STATED EXERCISE 1 ->
Rewrite the records as a numbered list, leaving out blank lines, and include only the lines between the one holding "indicate the building" and the one holding "[(558, 170)]", inclusive.

SELECTED EXCERPT ->
-- START --

If any of the above is absurd:

  1. Why is it absurd?
  2. Is it any less absurd than Jimmy Carter’s proposal?

The problem with the R2P model is that it presumes the existence of an absolute viewpoint while simultaneously maintaining that perspectives are relative.  Thus, nobody is “right” in the R2P world so no regime change is allowed, but at the same time some viewpoints were imperative.  “Morality” gave you a license to act in an absolutist fashion, yet morality itself was relative. To maintain otherwise would be racist or culturally triumphalistic.  It was fatally inconsistent. The problems with implementing R2P are the consequence of the inconsistencies in its own logical structure.

The worst fault in any database is to be able to get two different answers from the same query. The problem with R2P is that you can get as many answers as you like from the same query.  In the world of sovereign nation states competing perspectives could exist. When they could not be resolved by diplomacy, they were resolved by belligerence.  In the R2P world perspectives could not compete, but one perspective would be chosen anyway. R2P has managed to abolish the notion of “war”, “defeat” or “victory” but only at the cost of creating the same phenomena under different names.

It’s a con. Nothing has changed except that in the old days it required Congress to declare war and the Senate to ratify a treaty. Today any old adviser can start a “kinetic military event” and even Jimmy Carter can pretend to speak from a commanding moral platform.

-- END --

STATED EXERCISE 2 ->
Print the passage of the commentary on R2P between "If any of the" and "own logical structure.", inclusive, with no changes.

SUPPLIED RECORDS ->
-- START --

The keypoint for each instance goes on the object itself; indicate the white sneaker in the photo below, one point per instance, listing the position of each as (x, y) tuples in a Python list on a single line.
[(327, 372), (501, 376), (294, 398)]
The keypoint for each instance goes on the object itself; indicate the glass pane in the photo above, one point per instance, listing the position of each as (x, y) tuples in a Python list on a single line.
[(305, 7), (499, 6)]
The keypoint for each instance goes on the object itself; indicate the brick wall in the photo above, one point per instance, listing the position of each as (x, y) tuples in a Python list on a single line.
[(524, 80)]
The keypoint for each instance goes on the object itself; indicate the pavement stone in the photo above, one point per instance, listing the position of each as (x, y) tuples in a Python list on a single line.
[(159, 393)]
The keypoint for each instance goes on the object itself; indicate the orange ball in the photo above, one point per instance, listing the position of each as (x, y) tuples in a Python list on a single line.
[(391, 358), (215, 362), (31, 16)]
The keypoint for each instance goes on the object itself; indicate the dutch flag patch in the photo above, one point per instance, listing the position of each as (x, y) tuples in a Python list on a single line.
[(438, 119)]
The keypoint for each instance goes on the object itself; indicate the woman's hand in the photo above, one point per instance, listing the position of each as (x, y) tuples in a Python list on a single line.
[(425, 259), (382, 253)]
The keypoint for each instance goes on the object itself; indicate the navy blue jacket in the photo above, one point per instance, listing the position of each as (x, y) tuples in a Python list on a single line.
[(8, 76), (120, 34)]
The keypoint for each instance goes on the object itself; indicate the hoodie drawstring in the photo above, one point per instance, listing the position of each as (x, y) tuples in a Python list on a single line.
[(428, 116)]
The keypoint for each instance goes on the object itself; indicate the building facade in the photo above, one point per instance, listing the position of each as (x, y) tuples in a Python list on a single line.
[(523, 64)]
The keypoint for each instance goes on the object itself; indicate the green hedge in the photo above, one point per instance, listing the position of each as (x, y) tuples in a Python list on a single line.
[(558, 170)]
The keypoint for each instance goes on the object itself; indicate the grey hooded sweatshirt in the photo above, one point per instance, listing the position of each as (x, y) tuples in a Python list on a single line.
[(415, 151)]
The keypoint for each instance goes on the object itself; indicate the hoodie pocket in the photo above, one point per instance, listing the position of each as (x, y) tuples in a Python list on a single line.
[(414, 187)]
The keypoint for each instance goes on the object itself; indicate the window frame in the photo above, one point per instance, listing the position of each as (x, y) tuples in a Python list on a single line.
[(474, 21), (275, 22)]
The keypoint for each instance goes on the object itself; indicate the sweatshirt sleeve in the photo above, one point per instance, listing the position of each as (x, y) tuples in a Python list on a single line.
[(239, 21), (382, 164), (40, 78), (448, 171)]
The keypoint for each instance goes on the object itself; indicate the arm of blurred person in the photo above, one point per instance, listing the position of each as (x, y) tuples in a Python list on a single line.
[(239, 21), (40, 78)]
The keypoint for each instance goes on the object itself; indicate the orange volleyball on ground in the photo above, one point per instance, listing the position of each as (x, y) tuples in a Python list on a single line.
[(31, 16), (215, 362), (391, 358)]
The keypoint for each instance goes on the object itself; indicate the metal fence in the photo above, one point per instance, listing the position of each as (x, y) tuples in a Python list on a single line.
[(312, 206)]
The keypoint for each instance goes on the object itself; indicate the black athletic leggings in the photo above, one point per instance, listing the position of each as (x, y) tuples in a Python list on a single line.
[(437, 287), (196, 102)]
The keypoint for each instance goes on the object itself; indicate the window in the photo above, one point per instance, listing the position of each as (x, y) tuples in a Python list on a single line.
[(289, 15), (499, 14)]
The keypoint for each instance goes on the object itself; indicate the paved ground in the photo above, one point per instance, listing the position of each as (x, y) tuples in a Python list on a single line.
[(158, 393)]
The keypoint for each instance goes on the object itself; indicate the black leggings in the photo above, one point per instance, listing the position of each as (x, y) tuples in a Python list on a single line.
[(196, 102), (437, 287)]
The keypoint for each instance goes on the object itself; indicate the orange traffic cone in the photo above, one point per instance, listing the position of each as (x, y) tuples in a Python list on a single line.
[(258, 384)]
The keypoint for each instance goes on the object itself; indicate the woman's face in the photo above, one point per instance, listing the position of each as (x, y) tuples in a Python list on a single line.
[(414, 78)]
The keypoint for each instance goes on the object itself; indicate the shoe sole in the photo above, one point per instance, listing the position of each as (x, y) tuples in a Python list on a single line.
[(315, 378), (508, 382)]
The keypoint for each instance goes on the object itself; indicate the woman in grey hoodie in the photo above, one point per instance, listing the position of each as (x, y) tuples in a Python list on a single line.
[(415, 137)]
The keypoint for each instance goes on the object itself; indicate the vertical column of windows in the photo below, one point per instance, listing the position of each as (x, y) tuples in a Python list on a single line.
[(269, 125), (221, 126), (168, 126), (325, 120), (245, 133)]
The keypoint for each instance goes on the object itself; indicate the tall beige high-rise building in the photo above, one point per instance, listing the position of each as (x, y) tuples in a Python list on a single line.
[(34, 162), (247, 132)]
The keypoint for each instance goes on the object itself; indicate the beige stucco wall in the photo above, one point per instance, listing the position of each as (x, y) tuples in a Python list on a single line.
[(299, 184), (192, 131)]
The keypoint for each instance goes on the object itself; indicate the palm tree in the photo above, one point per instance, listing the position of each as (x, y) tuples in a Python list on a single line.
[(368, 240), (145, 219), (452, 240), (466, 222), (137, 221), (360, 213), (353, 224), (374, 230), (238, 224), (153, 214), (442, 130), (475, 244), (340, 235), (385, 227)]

-- END --

WORKED SOLUTION 1 ->
1. The keypoint for each instance goes on the object itself; indicate the building facade in the photo above, one point per instance, listing the position of each as (x, y) tuples in a Python list on a single line.
2. [(523, 64)]
3. The keypoint for each instance goes on the object itself; indicate the green hedge in the photo above, one point per instance, listing the position of each as (x, y) tuples in a Python list on a single line.
4. [(558, 170)]

WORKED SOLUTION 2 ->
If any of the above is absurd:

  1. Why is it absurd?
  2. Is it any less absurd than Jimmy Carter’s proposal?

The problem with the R2P model is that it presumes the existence of an absolute viewpoint while simultaneously maintaining that perspectives are relative.  Thus, nobody is “right” in the R2P world so no regime change is allowed, but at the same time some viewpoints were imperative.  “Morality” gave you a license to act in an absolutist fashion, yet morality itself was relative. To maintain otherwise would be racist or culturally triumphalistic.  It was fatally inconsistent. The problems with implementing R2P are the consequence of the inconsistencies in its own logical structure.